A wave of inflationary pressures has already cast a shadow on many advanced and developing economies since March on the backdrop of the Russia-Ukraine war.
The US economy, which is the world’s economic locomotive, will likely shift from recovery to stagflation soon. Stagflation has probably hit the US economy already given that the Federal Reserve expects the inflation rate will jump in the coming months.
Stagflation is simply a combination of price hikes and declined production. In a worse scenario, stagflation also includes high or rising unemployment rates as a third element.
Fueling geopolitical tensions and the supply-chain shocks caused by the Covid-19 pandemic have incurred a wave of inflationary pressures worldwide. Stagflation is rather contagious as it moves from infected economies to other countries in a domino effect.
Higher energy prices will also rub salt into the wound, hiking production and transportation costs. As prices shoot up without an increase in output, stagflation emerges as the most nagging ailment, probably for years to come.
Egypt’s urban inflation rose to 13.5 per cent in May, on an annual basis, up from 13.1 per cent a month earlier, according to data from the state-run Central Agency for Public Mobilisation and Statistics (CAPMAS).
Core inflation also rose to 13.3 per cent in May, up from 11.9 per cent a month earlier, the Central Bank of Egypt (CBE) said in a statement on its website last week.
The core inflation rate, which is computed by the CBE, takes out fruit, vegetables and energy from the consumer price index (CPI) components to reveal a stable reading of price levels.
The CBE relies on the core inflation rate for streamlining its monetary policy. A stabilised CPI will play a key role in laying out the nation’s monetary policy and economic reforms as a whole in the coming months. The CBE’s Monetary Policy Committee (MPC) will meet on June 23 to decide on the overnight interest rates.

**DATA SEGMENT**.
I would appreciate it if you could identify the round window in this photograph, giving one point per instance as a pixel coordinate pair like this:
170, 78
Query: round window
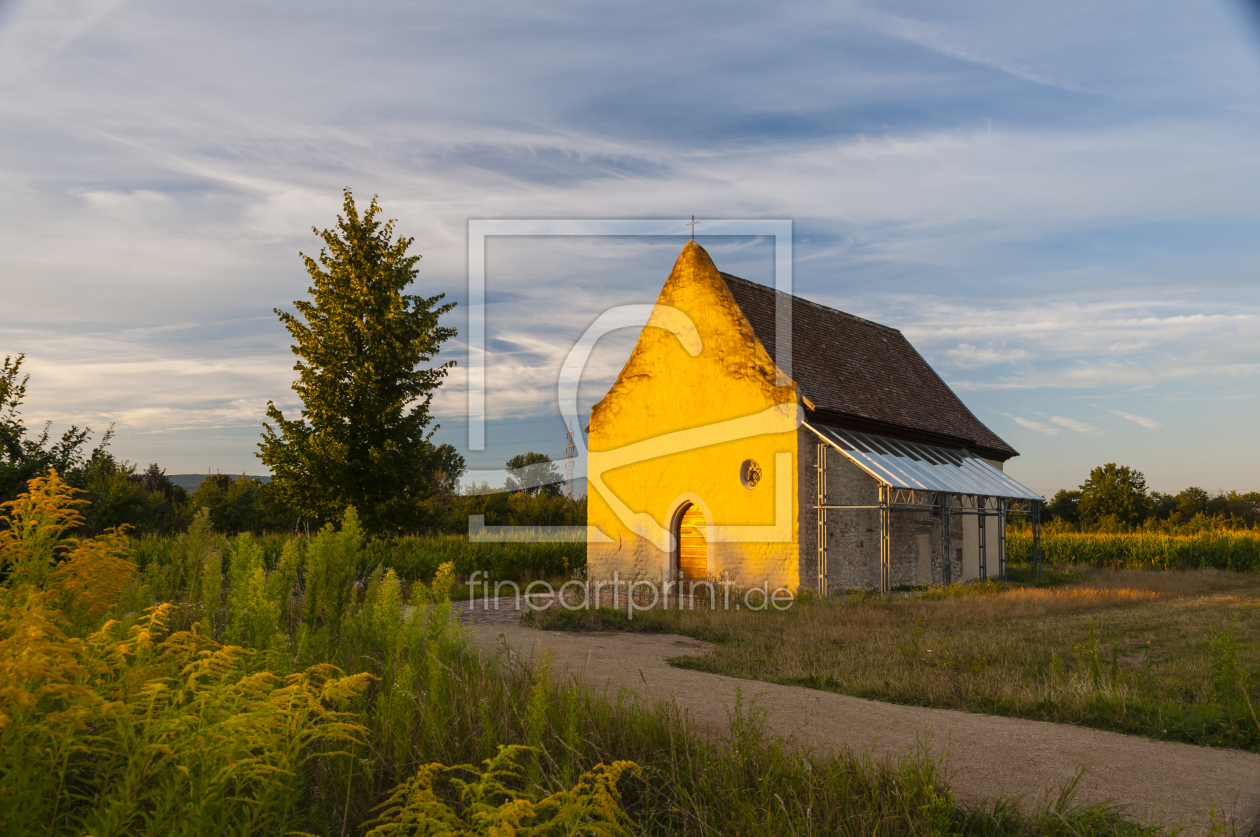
750, 473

**TASK REQUIREMENTS**.
**A.** In the article on stagflation, what was Egypt's core inflation rate in May?
**B.** Carry on the article on stagflation after its last sentence.
The data bear no relation to the article on stagflation.

**ANSWERS FOR THIS EXERCISE**.
**A.** Egypt's core inflation rate was 13.3 percent in May.

**B.**
On May 19, the MPC raised overnight interest rates by 200 basis points. It increased deposit, lending, and the rate of the main operation by two per cent to 11.25, 12.25 and 11.75 per cent respectively.
As I explained in a previous article, the financial policy, along with monetary measures, may soothe the impact on the domestic market. The government is tipped to ease taxation – for the household and corporate sectors – to lift supply and demand.
The US currency has been strengthening since the beginning of 2022. As of March, the dollar has been gaining much more momentum with the repercussions of the Russia-Ukraine conflict.
The greenback averaged LE18.7 in the local market last week, CBE data showed. The price of a certain currency is set by supply/demand mechanism. Any moves by the Fed will be a key factor in pricing the greenback worldwide.
The monetary policy should keep in focus the Fed’s moves, as well as the CPI developments at home in the coming months.
The MPC has said last month raising rates is necessary to contain inflationary pressures, which is consistent with achieving price stability over the medium term. It forecast the elevated annual headline inflation rate would be “temporarily tolerated”.